**Given instruction**. Print all of the entries exactly, minus the pictures.

§

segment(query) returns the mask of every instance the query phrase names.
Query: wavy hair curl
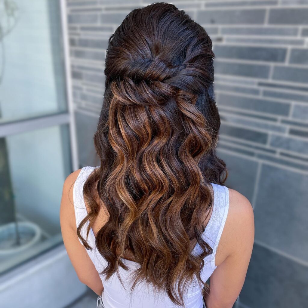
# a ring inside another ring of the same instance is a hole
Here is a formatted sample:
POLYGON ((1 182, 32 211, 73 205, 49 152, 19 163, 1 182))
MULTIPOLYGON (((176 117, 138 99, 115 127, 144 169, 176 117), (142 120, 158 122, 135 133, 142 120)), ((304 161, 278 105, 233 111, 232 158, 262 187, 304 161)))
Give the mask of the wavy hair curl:
MULTIPOLYGON (((194 278, 201 285, 212 248, 201 235, 226 165, 216 154, 220 120, 213 91, 211 39, 174 5, 132 11, 109 39, 105 92, 94 136, 100 165, 83 188, 87 231, 101 206, 109 217, 96 236, 109 279, 127 250, 140 265, 138 282, 164 290, 176 304, 194 278), (195 239, 202 252, 192 253, 195 239)), ((123 284, 123 283, 122 283, 123 284)), ((204 296, 205 289, 203 289, 204 296)))

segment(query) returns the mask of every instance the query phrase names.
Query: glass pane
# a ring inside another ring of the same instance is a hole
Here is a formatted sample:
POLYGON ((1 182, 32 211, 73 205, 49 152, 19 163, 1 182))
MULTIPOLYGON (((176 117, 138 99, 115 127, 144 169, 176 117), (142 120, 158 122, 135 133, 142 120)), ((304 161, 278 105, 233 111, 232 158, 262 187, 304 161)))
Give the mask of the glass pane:
POLYGON ((0 2, 0 123, 67 110, 59 2, 0 2))
POLYGON ((0 138, 0 273, 62 241, 69 145, 66 125, 0 138))

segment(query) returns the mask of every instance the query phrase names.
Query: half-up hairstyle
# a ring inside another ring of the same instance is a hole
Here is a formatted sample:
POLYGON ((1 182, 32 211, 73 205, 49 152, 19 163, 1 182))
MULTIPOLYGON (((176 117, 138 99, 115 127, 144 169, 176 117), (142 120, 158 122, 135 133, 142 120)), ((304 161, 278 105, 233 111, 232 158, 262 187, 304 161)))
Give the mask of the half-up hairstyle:
MULTIPOLYGON (((216 147, 220 120, 215 102, 212 43, 183 10, 155 3, 131 11, 110 37, 105 89, 94 136, 100 165, 86 181, 88 233, 101 205, 109 218, 96 236, 109 279, 127 250, 138 282, 183 306, 184 292, 213 252, 201 236, 211 213, 211 182, 222 185, 225 164, 216 147), (192 253, 195 239, 201 254, 192 253)), ((205 289, 204 289, 204 295, 205 289)))

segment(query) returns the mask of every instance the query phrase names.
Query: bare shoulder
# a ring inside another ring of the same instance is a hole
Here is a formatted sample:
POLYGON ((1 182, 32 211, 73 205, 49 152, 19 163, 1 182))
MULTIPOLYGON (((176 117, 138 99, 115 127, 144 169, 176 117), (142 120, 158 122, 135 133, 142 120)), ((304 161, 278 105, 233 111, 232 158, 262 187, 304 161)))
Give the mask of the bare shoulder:
POLYGON ((229 190, 228 216, 237 222, 253 220, 253 211, 249 200, 244 195, 234 189, 229 190))
POLYGON ((75 218, 73 189, 74 185, 81 169, 69 174, 64 181, 60 205, 60 219, 61 228, 67 225, 75 228, 75 218))
POLYGON ((229 209, 225 229, 227 240, 231 244, 229 252, 232 254, 238 251, 239 246, 250 246, 253 243, 254 223, 253 210, 249 201, 237 191, 229 189, 229 209))
POLYGON ((254 240, 253 211, 251 204, 238 192, 228 189, 228 213, 217 248, 217 264, 242 250, 251 250, 254 240))
MULTIPOLYGON (((72 172, 67 176, 64 180, 64 184, 63 184, 63 191, 66 189, 70 189, 71 188, 73 187, 75 183, 75 181, 76 181, 76 179, 78 177, 81 171, 81 168, 72 172)), ((68 192, 68 190, 67 192, 68 192)))

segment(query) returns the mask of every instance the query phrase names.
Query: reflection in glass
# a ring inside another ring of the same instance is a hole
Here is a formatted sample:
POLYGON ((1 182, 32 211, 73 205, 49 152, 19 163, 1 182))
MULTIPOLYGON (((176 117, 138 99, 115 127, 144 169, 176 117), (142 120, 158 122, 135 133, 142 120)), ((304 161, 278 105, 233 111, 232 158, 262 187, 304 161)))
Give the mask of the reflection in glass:
POLYGON ((0 272, 61 241, 69 145, 67 125, 0 139, 0 272))
POLYGON ((0 2, 0 123, 67 110, 59 3, 0 2))

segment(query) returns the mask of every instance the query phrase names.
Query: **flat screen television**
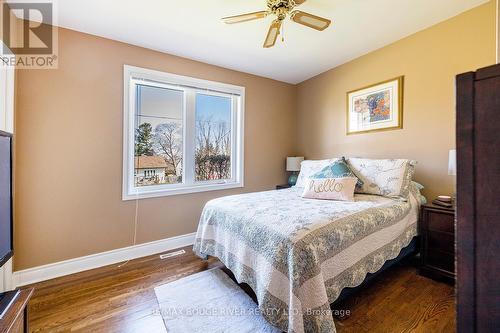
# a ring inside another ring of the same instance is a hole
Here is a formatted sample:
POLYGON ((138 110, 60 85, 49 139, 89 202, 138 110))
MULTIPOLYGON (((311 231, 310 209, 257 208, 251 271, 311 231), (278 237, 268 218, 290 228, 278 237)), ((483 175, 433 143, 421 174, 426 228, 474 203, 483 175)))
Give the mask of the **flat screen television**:
POLYGON ((0 267, 14 251, 12 225, 12 135, 0 131, 0 267))

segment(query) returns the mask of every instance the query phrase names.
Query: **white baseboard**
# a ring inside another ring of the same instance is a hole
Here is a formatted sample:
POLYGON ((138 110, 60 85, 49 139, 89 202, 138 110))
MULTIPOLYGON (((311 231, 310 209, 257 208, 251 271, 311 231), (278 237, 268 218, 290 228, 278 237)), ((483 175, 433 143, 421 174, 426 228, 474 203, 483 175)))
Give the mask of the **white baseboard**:
POLYGON ((195 233, 92 254, 13 273, 15 287, 54 279, 194 244, 195 233))

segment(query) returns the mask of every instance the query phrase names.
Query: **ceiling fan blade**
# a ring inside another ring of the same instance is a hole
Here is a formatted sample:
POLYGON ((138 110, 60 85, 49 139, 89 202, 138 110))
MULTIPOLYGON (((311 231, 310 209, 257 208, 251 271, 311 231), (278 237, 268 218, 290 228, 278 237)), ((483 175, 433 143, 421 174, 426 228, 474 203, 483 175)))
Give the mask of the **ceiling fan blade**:
POLYGON ((281 29, 281 21, 274 20, 269 28, 269 32, 267 33, 266 40, 264 41, 264 47, 269 48, 273 47, 276 44, 276 40, 280 34, 281 29))
POLYGON ((243 14, 243 15, 228 16, 228 17, 222 18, 222 21, 226 24, 241 23, 241 22, 247 22, 247 21, 258 20, 258 19, 264 18, 267 16, 267 14, 268 14, 267 11, 261 11, 261 12, 243 14))
POLYGON ((290 17, 292 21, 298 24, 302 24, 305 25, 306 27, 313 28, 319 31, 325 30, 332 23, 332 21, 328 19, 313 14, 309 14, 306 12, 302 12, 300 10, 293 11, 290 17))

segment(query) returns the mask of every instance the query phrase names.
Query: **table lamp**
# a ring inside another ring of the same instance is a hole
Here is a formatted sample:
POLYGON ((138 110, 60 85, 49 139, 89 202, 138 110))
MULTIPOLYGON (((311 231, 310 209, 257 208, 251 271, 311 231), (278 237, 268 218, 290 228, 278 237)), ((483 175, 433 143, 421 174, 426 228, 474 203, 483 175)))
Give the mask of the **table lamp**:
POLYGON ((288 177, 288 185, 294 186, 297 183, 298 172, 300 171, 300 163, 304 160, 303 157, 287 157, 286 171, 292 174, 288 177))

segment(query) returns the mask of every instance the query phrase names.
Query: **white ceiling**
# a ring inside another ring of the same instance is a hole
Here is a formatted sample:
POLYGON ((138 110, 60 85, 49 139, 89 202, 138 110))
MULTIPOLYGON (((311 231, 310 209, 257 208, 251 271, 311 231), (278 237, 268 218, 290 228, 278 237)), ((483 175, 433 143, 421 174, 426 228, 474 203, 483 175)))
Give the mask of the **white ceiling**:
POLYGON ((324 32, 287 21, 285 42, 263 49, 271 17, 225 25, 266 0, 61 0, 58 25, 279 81, 299 83, 487 0, 308 0, 332 19, 324 32))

§

**Reply**.
segment(query) returns the mask of every instance the query phrase names.
Query: wavy hair curl
# a ring inside another ring of the same instance is a hole
Here is a formatted sample:
POLYGON ((1 182, 32 211, 73 205, 49 152, 19 163, 1 182))
MULTIPOLYGON (((176 117, 138 99, 115 127, 144 169, 176 117), (142 120, 158 122, 135 133, 142 120)), ((304 161, 278 105, 233 111, 232 158, 262 187, 304 161)))
Give the mask of the wavy hair curl:
MULTIPOLYGON (((194 278, 201 285, 212 248, 201 235, 226 165, 216 154, 220 120, 213 91, 211 39, 174 5, 132 11, 109 39, 105 92, 94 136, 100 165, 83 188, 87 231, 101 206, 109 217, 96 236, 109 279, 127 250, 140 265, 138 282, 164 290, 176 304, 194 278), (195 239, 202 252, 192 253, 195 239)), ((123 284, 123 283, 122 283, 123 284)), ((204 296, 205 289, 203 289, 204 296)))

segment(query) returns the mask of every instance the query phrase names.
Query: glass pane
# a ring inside another ring of the same instance is a hole
Here is a formatted sample:
POLYGON ((1 182, 32 211, 73 205, 49 152, 19 163, 1 182))
MULTIPOLYGON (((176 117, 138 99, 115 127, 144 169, 176 117), (142 120, 158 122, 135 133, 142 120)), ((304 161, 278 105, 233 111, 232 158, 262 187, 304 161)))
Give the mask of the glass pane:
POLYGON ((0 2, 0 123, 67 110, 59 2, 0 2))
POLYGON ((0 138, 0 273, 62 241, 69 145, 66 125, 0 138))

segment(query) returns the mask of every instance the query phrase names.
Query: half-up hairstyle
# a ring inside another ring of the same instance is a hole
Here is a formatted sample:
POLYGON ((1 182, 32 211, 73 205, 49 152, 19 163, 1 182))
MULTIPOLYGON (((176 117, 138 99, 115 127, 144 169, 176 117), (142 120, 158 122, 135 133, 142 120)), ((304 161, 278 105, 233 111, 232 158, 262 187, 304 161)))
Give the mask of the half-up hairstyle:
MULTIPOLYGON (((216 147, 220 120, 215 102, 212 43, 183 10, 155 3, 131 11, 110 37, 105 89, 94 136, 100 165, 86 181, 88 233, 101 205, 109 218, 96 236, 109 279, 127 250, 138 282, 183 306, 184 292, 213 252, 201 236, 211 213, 211 182, 222 185, 225 164, 216 147), (192 253, 195 239, 201 254, 192 253)), ((205 289, 204 289, 204 295, 205 289)))

segment(query) returns the mask of every instance the query phrase names.
Query: bare shoulder
# a ring inside another ring of the same instance is a hole
Here is a formatted sample:
POLYGON ((1 182, 32 211, 73 205, 49 152, 19 163, 1 182))
MULTIPOLYGON (((176 117, 138 99, 115 127, 144 169, 176 117), (142 120, 158 122, 135 133, 142 120)), ((304 161, 278 105, 233 111, 232 158, 262 187, 304 161)))
Give the mask of the bare shoulder:
POLYGON ((229 190, 228 216, 237 222, 253 220, 253 211, 249 200, 244 195, 234 189, 229 190))
POLYGON ((75 218, 73 189, 74 185, 81 169, 69 174, 64 181, 60 205, 60 219, 61 228, 67 225, 75 228, 75 218))
POLYGON ((229 209, 225 229, 227 240, 231 244, 229 252, 232 254, 238 251, 239 246, 250 246, 253 243, 254 223, 253 210, 249 201, 237 191, 229 189, 229 209))
POLYGON ((254 240, 253 211, 251 204, 238 192, 228 189, 228 213, 217 248, 217 264, 242 250, 251 250, 254 240))
MULTIPOLYGON (((72 172, 67 176, 64 180, 64 184, 63 184, 63 191, 66 189, 70 189, 71 188, 73 187, 75 183, 75 181, 76 181, 76 179, 78 177, 81 171, 81 168, 72 172)), ((68 192, 68 190, 67 192, 68 192)))

segment(query) returns the mask of every instance the query phrase names.
Query: reflection in glass
# a ring inside another ring of the same instance is a hole
Here is a formatted sample:
POLYGON ((1 182, 32 211, 73 205, 49 152, 19 163, 1 182))
MULTIPOLYGON (((176 117, 138 99, 115 127, 144 169, 176 117), (142 120, 158 122, 135 133, 142 120)), ((304 161, 278 105, 233 111, 232 158, 262 187, 304 161)))
Give the mask of the reflection in glass:
POLYGON ((0 272, 61 241, 69 145, 67 125, 0 139, 0 272))
POLYGON ((0 2, 0 123, 67 110, 59 3, 0 2))

segment(query) returns the mask of every instance the query phrase names.
Query: **flat screen television**
# a ring inside another ring of the same instance is a hole
Here is a formatted sample:
POLYGON ((138 110, 60 85, 49 139, 89 202, 138 110))
MULTIPOLYGON (((311 231, 310 209, 257 208, 251 271, 311 231), (278 237, 268 218, 290 228, 278 237)), ((483 175, 433 143, 421 174, 426 228, 474 203, 483 175)))
Give the mask of the **flat screen television**:
POLYGON ((0 267, 14 251, 12 225, 12 135, 0 131, 0 267))

segment(query) returns the mask of every instance the query phrase names.
Query: **white baseboard**
# a ring inside another ring of the same instance is a hole
Here is a formatted sample:
POLYGON ((138 110, 60 85, 49 139, 89 202, 138 110))
MULTIPOLYGON (((311 231, 310 209, 257 208, 251 271, 311 231), (278 237, 268 218, 290 228, 278 237)), ((483 175, 433 143, 421 174, 426 228, 474 203, 483 175)))
Give the mask of the **white baseboard**:
POLYGON ((195 233, 92 254, 13 273, 15 287, 54 279, 194 244, 195 233))

segment(query) returns the mask of every instance the query phrase names.
Query: **ceiling fan blade**
# a ring inside another ring of the same instance is a hole
Here is a formatted sample:
POLYGON ((138 110, 60 85, 49 139, 89 202, 138 110))
MULTIPOLYGON (((311 231, 310 209, 257 208, 251 271, 311 231), (278 237, 268 218, 290 228, 278 237)), ((483 175, 433 143, 421 174, 426 228, 474 203, 483 175)))
Give the mask of the **ceiling fan blade**:
POLYGON ((281 29, 281 21, 274 20, 269 28, 269 32, 267 33, 266 40, 264 41, 264 47, 269 48, 273 47, 276 44, 276 40, 280 34, 281 29))
POLYGON ((243 14, 243 15, 228 16, 228 17, 222 18, 222 21, 226 24, 241 23, 241 22, 247 22, 247 21, 258 20, 258 19, 264 18, 267 16, 267 14, 268 14, 267 11, 261 11, 261 12, 243 14))
POLYGON ((290 17, 292 21, 298 24, 302 24, 305 25, 306 27, 313 28, 319 31, 325 30, 332 23, 332 21, 328 19, 313 14, 309 14, 306 12, 302 12, 300 10, 293 11, 290 17))

segment(query) returns the mask of every instance the query phrase names.
Query: **table lamp**
# a ring inside another ring of the same instance is a hole
Here is a formatted sample:
POLYGON ((138 110, 60 85, 49 139, 89 202, 138 110))
MULTIPOLYGON (((311 231, 310 209, 257 208, 251 271, 311 231), (278 237, 268 218, 290 228, 278 237)), ((483 175, 433 143, 421 174, 426 228, 474 203, 483 175)))
Give the mask of the **table lamp**:
POLYGON ((288 177, 288 185, 294 186, 297 183, 298 172, 300 171, 300 163, 304 160, 303 157, 287 157, 286 171, 292 174, 288 177))

segment(query) returns the mask of every instance the query phrase names.
Query: **white ceiling**
# a ring inside another ring of the same instance is a hole
Here is a formatted sample:
POLYGON ((138 110, 60 85, 49 139, 89 202, 138 110))
MULTIPOLYGON (((311 231, 310 209, 257 208, 251 271, 311 231), (278 237, 268 218, 290 228, 278 237)), ((483 175, 433 143, 421 174, 426 228, 474 203, 483 175)))
Give the mask of the **white ceiling**:
POLYGON ((324 32, 287 21, 285 42, 263 49, 271 17, 225 25, 266 0, 61 0, 58 25, 279 81, 299 83, 487 0, 308 0, 332 19, 324 32))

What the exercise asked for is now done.